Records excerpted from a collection
━━━━━━━━━━
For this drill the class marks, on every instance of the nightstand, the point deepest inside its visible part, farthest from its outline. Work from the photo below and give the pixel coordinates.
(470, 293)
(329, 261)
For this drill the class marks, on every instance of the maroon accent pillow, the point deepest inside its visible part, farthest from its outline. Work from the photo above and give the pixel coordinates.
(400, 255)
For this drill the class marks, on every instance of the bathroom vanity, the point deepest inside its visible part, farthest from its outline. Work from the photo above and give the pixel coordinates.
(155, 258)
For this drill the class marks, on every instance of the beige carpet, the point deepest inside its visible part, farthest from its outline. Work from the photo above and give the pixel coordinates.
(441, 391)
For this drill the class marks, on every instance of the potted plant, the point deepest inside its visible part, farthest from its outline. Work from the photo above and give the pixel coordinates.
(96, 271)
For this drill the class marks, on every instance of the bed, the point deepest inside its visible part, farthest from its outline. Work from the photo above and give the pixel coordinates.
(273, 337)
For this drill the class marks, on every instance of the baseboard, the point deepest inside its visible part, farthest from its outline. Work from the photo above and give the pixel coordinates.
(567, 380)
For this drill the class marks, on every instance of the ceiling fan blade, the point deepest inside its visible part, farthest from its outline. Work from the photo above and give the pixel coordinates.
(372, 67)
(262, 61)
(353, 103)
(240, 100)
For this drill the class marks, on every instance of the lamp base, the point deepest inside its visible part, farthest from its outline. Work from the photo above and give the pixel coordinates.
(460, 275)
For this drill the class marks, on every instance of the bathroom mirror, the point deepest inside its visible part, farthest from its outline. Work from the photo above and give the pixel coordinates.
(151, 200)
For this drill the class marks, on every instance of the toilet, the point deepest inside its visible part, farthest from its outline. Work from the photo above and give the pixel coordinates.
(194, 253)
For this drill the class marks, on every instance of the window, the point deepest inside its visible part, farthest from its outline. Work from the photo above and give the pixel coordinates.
━━━━━━━━━━
Exercise
Your answer should be the full set of records, printed exactly.

Task result
For this drill the class marks, on every instance of the nightstand, the point deepest inside its visible part, farthest from its outline. Work from the photo below and give the pixel coordinates.
(470, 293)
(329, 261)
For this drill the class marks, on every instance of the maroon accent pillow, the point deepest inside its visible part, farthest from its outline. Work from the photo above and give the pixel coordinates.
(400, 255)
For this drill the class marks, on every instance of the bathroom vanity, the point deepest inside its visible part, farthest from its outline. Work from the photo above and give the pixel coordinates.
(155, 258)
For this drill the class marks, on every instance of the beige carpet, the point deepest inside its visible part, farthest from its outline. Work from the photo above and give the pixel coordinates.
(441, 391)
For this drill the class marks, on every instance of the potted plant, the point deepest inside its visible part, farthest from its outline. Work from the photo above and give the pixel coordinates.
(96, 271)
For this drill the class marks, on every instance of the bed, the point deepest inside its visible part, farthest from its outline. Work from the photo above and give the pixel coordinates.
(273, 337)
For this drill the class marks, on every instance of the baseboard, the point deepest inside its visible part, farthest from its outline. Work from the photo above and give the pixel coordinates.
(567, 380)
For this drill the class marks, on every instance of the ceiling fan blade, the point deepest inside its visible part, farthest from its outline. Work from the photo above and give the pixel coordinates.
(372, 67)
(262, 61)
(353, 103)
(240, 100)
For this drill the class marks, on every instance of the lamp base, the point deepest inside its visible part, farthest from its outline. Work from the photo above and give the pixel coordinates.
(460, 275)
For this drill the class marks, on every instance of the bathroom mirror, the point deepest inside its visible part, farthest from its outline. Work from the photo above and give the pixel coordinates.
(151, 200)
For this drill the class marks, on every instance of the toilet, the point deepest inside its visible part, farthest from its outline. Work from the photo above and give the pixel coordinates.
(194, 253)
For this drill the class marks, on every instance of the window, the point deepest inside its visible part, farthest from its outline. Work from the photo above and give the pixel coordinates.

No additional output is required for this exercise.